Dataset items
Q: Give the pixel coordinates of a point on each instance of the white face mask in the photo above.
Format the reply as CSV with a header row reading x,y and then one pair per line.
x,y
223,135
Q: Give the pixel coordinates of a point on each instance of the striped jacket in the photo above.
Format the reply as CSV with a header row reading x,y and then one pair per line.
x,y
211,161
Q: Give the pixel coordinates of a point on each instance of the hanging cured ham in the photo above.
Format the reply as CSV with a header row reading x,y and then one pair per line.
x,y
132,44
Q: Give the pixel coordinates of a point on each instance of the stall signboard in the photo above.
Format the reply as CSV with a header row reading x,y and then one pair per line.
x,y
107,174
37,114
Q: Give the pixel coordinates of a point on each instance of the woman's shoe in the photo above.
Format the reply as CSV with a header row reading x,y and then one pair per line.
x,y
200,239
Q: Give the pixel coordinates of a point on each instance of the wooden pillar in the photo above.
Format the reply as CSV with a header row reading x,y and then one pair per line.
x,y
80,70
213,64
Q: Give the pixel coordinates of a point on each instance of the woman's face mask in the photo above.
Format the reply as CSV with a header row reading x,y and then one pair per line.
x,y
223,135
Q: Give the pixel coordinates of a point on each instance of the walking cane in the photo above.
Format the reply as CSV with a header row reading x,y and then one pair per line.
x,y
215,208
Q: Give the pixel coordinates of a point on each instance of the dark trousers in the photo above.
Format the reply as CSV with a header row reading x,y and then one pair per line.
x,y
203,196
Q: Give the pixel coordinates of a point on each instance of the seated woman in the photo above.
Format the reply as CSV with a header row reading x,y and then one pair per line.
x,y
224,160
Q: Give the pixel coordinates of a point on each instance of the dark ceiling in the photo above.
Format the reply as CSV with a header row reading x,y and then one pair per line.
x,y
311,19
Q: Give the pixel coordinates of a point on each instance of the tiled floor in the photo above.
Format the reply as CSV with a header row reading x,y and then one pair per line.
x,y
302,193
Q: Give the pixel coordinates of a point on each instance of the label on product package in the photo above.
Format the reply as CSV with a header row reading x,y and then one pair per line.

## [ACTIVITY]
Every entry is to be restated word for word, with nothing dropped.

## [RESPONSE BOX]
Q: Give the pixel coordinates of a point on each instance of the white face mask in the photo above.
Format the reply as CSV with a header row reading x,y and then one pair per line.
x,y
223,135
Q: Give the pixel coordinates of a point on each instance of the striped jacket in the photo above.
Format the reply as CSV with a header row reading x,y and then one pair per line.
x,y
211,161
Q: Give the pixel coordinates of a point on each instance of the hanging cured ham in the photo above.
Format the reply as CSV with a header row reading x,y and then one pair per line.
x,y
132,44
Q: Give the pixel coordinates of a point on each instance of the stall signboard in the photo above.
Format the reply as CSV with a header row reading x,y and then one pair per line.
x,y
107,174
37,114
Q: Give the pixel coordinates of a point on each instance of the woman's shoe in the photo above.
Format the reply as CSV with a header row reading x,y and then one pair per line.
x,y
200,239
Q: Give the pixel coordinates of a point on each instance of the wooden pillar in the photo above.
Format the reply as CSV with a header row reading x,y and then one pair per line.
x,y
80,70
213,64
Q: Give the pixel coordinates of a point on each instance of the woman's face mask in the photo above.
Format the reply as CSV with a header row reading x,y and then one pair per line.
x,y
223,135
Q: Give the pixel coordinates of a point on each instance of the walking cane in the photo above.
Format the reply as CSV with a header row reading x,y and then one pair per line.
x,y
215,208
Q: Give the pixel coordinates of a point on each instance of the dark trousers in the photo above.
Format the reply as CSV with a header row reading x,y and then one pair per line.
x,y
203,196
Q: Give the pixel coordinates of a point on each instance of the seated woman in the photo above.
Format the reply as CSV with a header row reading x,y and then one pair per line.
x,y
224,160
Q: Give the pixel coordinates of a point on each instance of the dark ceiling in the photo above.
Format the reply as CSV with a header row reading x,y and then one pair per line.
x,y
311,19
Q: Give the pixel coordinates of a point on each instance of the tiled floor in the photo above.
Format the reply as CSV with a header row reading x,y and then one pair per line.
x,y
302,193
Q: Give the pixel coordinates of a point on each instance of the label on product package in the photo above.
Format the reply as CSV with a header row reading x,y and then one pair per line.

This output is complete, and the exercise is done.